▶ Exercise objective: Transcribe the listing below exactly, leaving out each image.

##### Data to process

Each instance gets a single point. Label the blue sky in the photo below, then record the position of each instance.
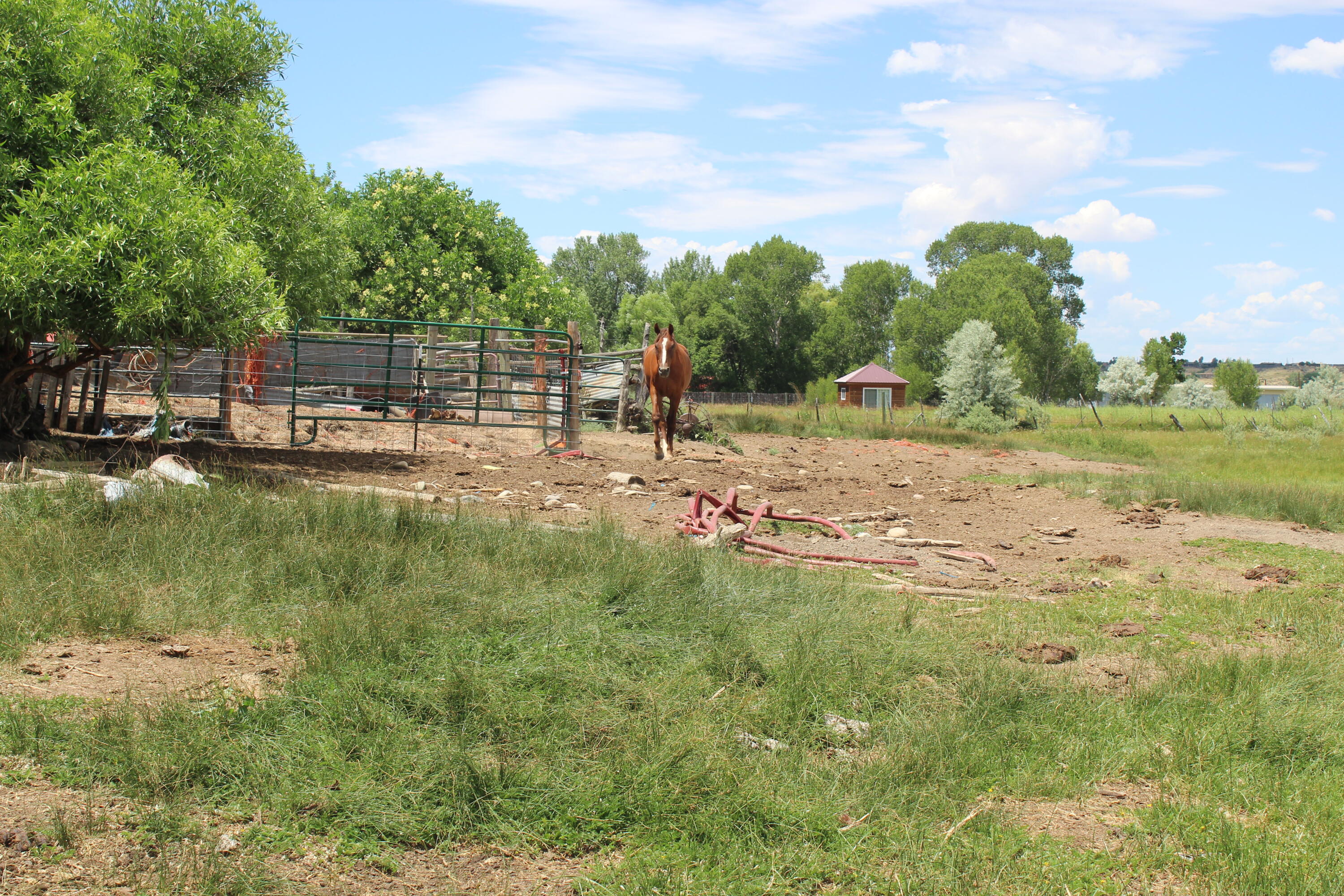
(1191, 150)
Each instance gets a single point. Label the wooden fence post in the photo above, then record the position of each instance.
(623, 402)
(84, 397)
(573, 439)
(100, 402)
(226, 396)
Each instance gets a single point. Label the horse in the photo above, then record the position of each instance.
(667, 373)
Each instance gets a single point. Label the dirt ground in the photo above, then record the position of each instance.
(897, 481)
(147, 671)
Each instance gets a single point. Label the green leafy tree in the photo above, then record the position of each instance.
(776, 310)
(1163, 357)
(691, 268)
(749, 327)
(1051, 254)
(857, 328)
(650, 308)
(429, 250)
(1240, 381)
(607, 271)
(150, 191)
(1012, 296)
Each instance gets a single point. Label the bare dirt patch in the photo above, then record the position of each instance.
(144, 671)
(1035, 535)
(1117, 675)
(431, 871)
(109, 853)
(1089, 823)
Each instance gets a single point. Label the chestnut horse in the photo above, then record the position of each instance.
(667, 371)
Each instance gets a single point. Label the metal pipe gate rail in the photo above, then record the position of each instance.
(426, 374)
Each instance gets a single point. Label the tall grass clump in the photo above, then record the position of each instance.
(468, 679)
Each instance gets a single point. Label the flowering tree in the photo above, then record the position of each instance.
(1327, 389)
(1127, 382)
(150, 191)
(976, 374)
(1193, 394)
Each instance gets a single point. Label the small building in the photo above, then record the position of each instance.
(871, 386)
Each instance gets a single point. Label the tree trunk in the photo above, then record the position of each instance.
(18, 416)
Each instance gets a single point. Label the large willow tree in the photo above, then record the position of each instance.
(150, 191)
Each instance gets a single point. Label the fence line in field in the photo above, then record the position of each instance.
(746, 398)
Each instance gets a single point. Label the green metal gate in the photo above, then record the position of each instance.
(420, 373)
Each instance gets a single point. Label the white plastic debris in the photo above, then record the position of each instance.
(172, 468)
(120, 489)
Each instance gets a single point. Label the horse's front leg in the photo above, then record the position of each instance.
(659, 424)
(674, 422)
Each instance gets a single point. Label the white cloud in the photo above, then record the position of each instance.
(1000, 154)
(662, 249)
(769, 113)
(1108, 265)
(750, 34)
(1292, 167)
(518, 121)
(1085, 186)
(1100, 222)
(1125, 306)
(1256, 277)
(1191, 159)
(925, 56)
(1318, 57)
(1081, 47)
(1264, 311)
(1187, 191)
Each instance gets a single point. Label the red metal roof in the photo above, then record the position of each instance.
(870, 374)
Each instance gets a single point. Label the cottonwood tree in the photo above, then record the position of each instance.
(976, 374)
(1240, 381)
(1054, 256)
(1017, 299)
(1127, 382)
(605, 269)
(431, 252)
(150, 191)
(1163, 357)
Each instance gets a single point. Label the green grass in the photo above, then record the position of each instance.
(1289, 469)
(468, 680)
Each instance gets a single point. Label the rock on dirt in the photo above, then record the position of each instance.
(21, 840)
(1265, 573)
(752, 742)
(849, 728)
(1047, 653)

##########

▶ The completed task:
Each instance gets a single point. Label the blue sky in the photo below, then record the position of each instance.
(1191, 150)
Each instance gets a single point. Label the wooden fence post in the photo above, then record the position of each instance.
(623, 402)
(84, 397)
(573, 439)
(100, 402)
(226, 396)
Each instance gets a single point. Label the horse in the photo above, then record the position of each instance.
(667, 373)
Each instance gets a single point. Label the dirt ground in the photo above, then record the position of each instance.
(897, 481)
(147, 671)
Each instance gets a single point. Label the green leafy tree in the photo above, then record the position of each instance.
(776, 310)
(1163, 357)
(691, 268)
(749, 327)
(1051, 254)
(857, 328)
(650, 308)
(429, 250)
(1240, 381)
(607, 271)
(150, 191)
(1012, 296)
Each instance gets a single point. Label the bare dirt patch in the photo above, then record the position of each instance.
(144, 671)
(1035, 535)
(1117, 675)
(431, 871)
(109, 853)
(1089, 823)
Each instance gets a single point. Label the chestnut horse in the photo above, then record the position of each instance.
(667, 371)
Each instance gets a single point. Label the metal pipe gate rail in the photo above, then record the position of each instance.
(426, 374)
Each instance gets a single point. Label the tall grass clump in the photo above, then record the position of each instance.
(468, 679)
Each instance gets a single point. Label the flowering tree in the photo above, then record the position of each instance.
(1327, 389)
(1127, 382)
(150, 191)
(976, 374)
(1193, 394)
Each instance gets a single point. Label the small building in the photo above, then record the position of each instance.
(871, 386)
Each instance gets a single point. Label the tree trunk in the photo above, then record the position of each instance.
(18, 416)
Each instance gets a single point. Label the large willow tree in the photo above, then record the position of each instance.
(150, 191)
Each instance gets a single point. Label the fence line in field in the photo above, then record the position of each instance.
(746, 398)
Each instance gets a single point. Label the green metal gate in the photo above, then record the position of each instance.
(420, 373)
Each instance gets a single point. Label the white plastic debris in the photo above, then record the position of each instance.
(172, 468)
(120, 489)
Each instance gets a single point. Label the horse's front leg in the photo above, then record the position of each instance.
(659, 424)
(674, 422)
Each instance gets a single point. Label the white cloud in the photo above, then record the position of each instance.
(1000, 154)
(662, 249)
(769, 113)
(1108, 265)
(750, 34)
(1292, 167)
(518, 121)
(1085, 186)
(1100, 222)
(1125, 306)
(1256, 277)
(1191, 159)
(925, 56)
(1318, 57)
(1081, 47)
(1264, 311)
(1187, 191)
Each instance gets a single point. Label the red metal roof in the photo above, then record the position of each instance.
(870, 374)
Each instance gets a single point. Label the cottonwood tree in the photo above, then record the position of each instance.
(976, 374)
(1240, 381)
(1054, 256)
(1017, 299)
(1127, 382)
(605, 269)
(431, 252)
(150, 191)
(1163, 357)
Each instance gets a single point. Label the green grass in the photo above, then record the position of each instance.
(1289, 469)
(468, 680)
Each instance gets a single point. Label the rock on dirt in the photo above, then record the position of each instance.
(21, 840)
(1265, 573)
(752, 742)
(849, 728)
(1047, 653)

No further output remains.